TRECHO
Não é piada. Situações inusitadas como esta acontecem diariamente na Central Integrada de Emergência, onde uma equipe de policiais treinados escuta todo tipo de reclamações, perguntas, xingamentos, sandices e – até mesmo – pedidos reais de socorro e situações de emergência verdadeiras.
São cerca de 9 mil ligações por dia para o 190. Destas, apenas 10% resultam em ocorrências – ou seja, geram situações que realmente precisam da presença da polícia. As 90% restantes….
“Tem gente que liga pra saber o saldo do banco. Outros, para xingar políticos – acontece muito em época de eleição. Telefonam para pedir itinerário de ônibus, endereço de motel, o telefone da prefeitura… Domingo à noite é comum telefonarem da saída de bailão. O cara bebe demais, fica sem dinheiro e liga pedindo que uma viatura vá levá-lo para casa, porque gastou tudo no bailão e não sobrou nem para o ônibus”, conta o major Costa, responsável pelo gerenciamento do 190.
Carência
Fica claro que a população acredita que a polícia pode resolver qualquer tipo de situação – desde ensinar um aposentado a usar um caixa eletrônico até prender bandidos. Mas a quantidade de telefonemas equivocados revela também que a população está carente de informação e de orientação. “O povo usa a Polícia Militar para tudo”, comenta o major.
Para conviver com essa rotina – se é que se pode chamar de rotina – os atendentes passam por entrevistas iniciais, onde é analisada a personalidade do candidato. Afinal, são precisos nervos de aço e doses extras de paciência para lidar com as diferentes situações que se apresentam. Podem ser emergências com risco de vida ou um coração solitário querendo companhia para a noite. De acordo com o major Costa, houve casos de homens que telefonam convidando o policial para sair. “Mulher também faz isso”, emenda Costa.
Além disso, os atendentes passam por rigorosas avaliações mensais. “Nosso grau de qualidade no atendimento ultrapassa padrões internacionais”, conta o major Costa.
O novo sistema do 190, recentemente implantado, permite que todos os telefonemas sejam gravados. Isso serve tanto para os superiores acompanharem a forma com que os telefonemas estão sendo atendidos, como para checagem posteriores.
“Antes, a pessoa ligava reclamando que tinha sido mal atendida por fulano ou beltrano. Não tínhamos como confirmar a veracidade da queixa e com isso, a razão estava sempre com o reclamante. Agora podemos checar direitinho e saber se nosso atendente trabalhou bem”, explica o major Costa.

CONTEÚDO DOS DADOS
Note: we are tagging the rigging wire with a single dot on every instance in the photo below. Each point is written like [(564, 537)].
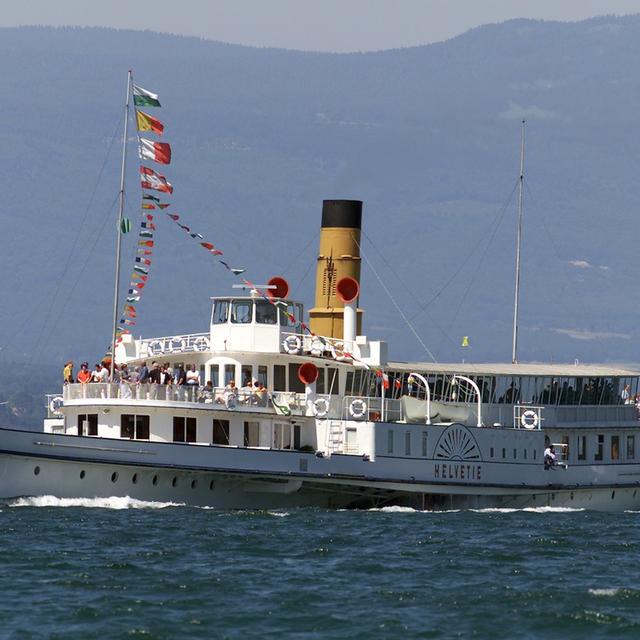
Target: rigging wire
[(395, 304), (46, 316), (496, 226), (37, 352), (408, 289)]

SOLICITAÇÕES
a) Diga se cada afirmação concorda com o trecho sobre o 190, respondendo sim ou não e citando as palavras do trecho que decidem: (i) cerca de 10% das ligações para o 190 resultam em ocorrências; (ii) os telefonemas recebidos pelo 190 não são gravados; (iii) os atendentes passam por avaliações anuais.
b) Retome o trecho sobre o 190 a partir do ponto em que ele termina.

RESPOSTAS DAS TAREFAS
a)
(i) Sim: "Destas, apenas 10% resultam em ocorrências".
(ii) Não: "permite que todos os telefonemas sejam gravados".
(iii) Não: "os atendentes passam por rigorosas avaliações mensais".

b)
Um detalhe importante é que os policiais militares que atendem o 190 são voluntários. “Eles pedem para vir trabalhar aqui. E precisam ser aprovados. Se não passarem pela avaliação mensal de qualidade, não podem ficar”, afirma o policial.
Denúncias de todo tipo
Quinta-feira, 20h30, prédio do Cine. Quatorze atendentes e três bombeiros estão trabalhando no andar de atendimento do 190. O sargento Andretta, supervisor, mantém os olhos voltados para a tela do computador – que mostra todas as ligações em andamento, com quem e para quem está se falando – e os ouvidos colados ao fone. Assim, o supervisor pode acompanhar qualquer telefonema, para conferir o que está acontecendo.
Nesse horário, grande parte dos pedidos ao 190 informa que um vizinho está agredindo a mulher e os filhos. “É comum: os homens saíram do trabalho, passaram no bar, beberam, aí chegam em casa e fazem isso”, comenta o supervisor.
O lado triste dessas denúncias é que os policiais não conseguem, na maioria das vezes, levar o agressor e as vítimas a registrar queixa na delegacia. E fica tudo por isso mesmo. Fato comum: “Na maioria das vezes, as pessoas só querem que o policial vá ao local e dê um susto no agressor, no bagunceiro, no vizinho atrevido. Prestar queixa ninguém quer, com medo de puxar briga com parente ou vizinho”, explica o major Costa.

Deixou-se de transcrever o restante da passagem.